Required action :: Would you transcribe each entry precisely as it stands, setting aside any images?

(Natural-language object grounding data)
=== Section Start ===

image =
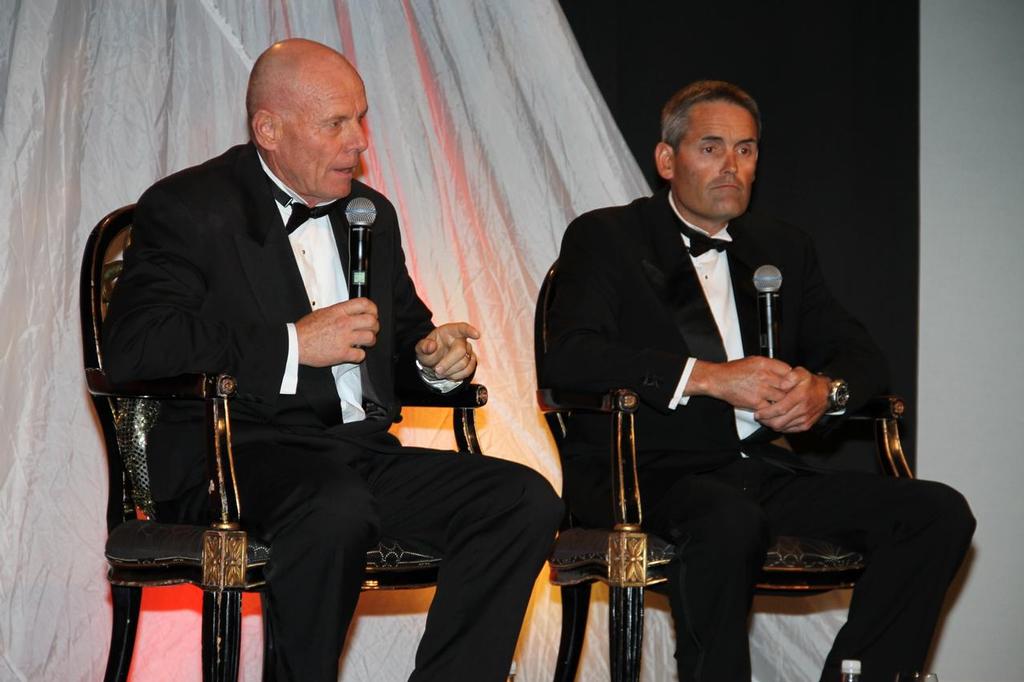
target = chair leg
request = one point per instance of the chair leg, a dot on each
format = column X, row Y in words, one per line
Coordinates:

=== Section End ===

Answer box ::
image =
target = chair leg
request = one point per instance of the chair leg, a dot on each
format = column X, row Y in words, one per line
Coordinates:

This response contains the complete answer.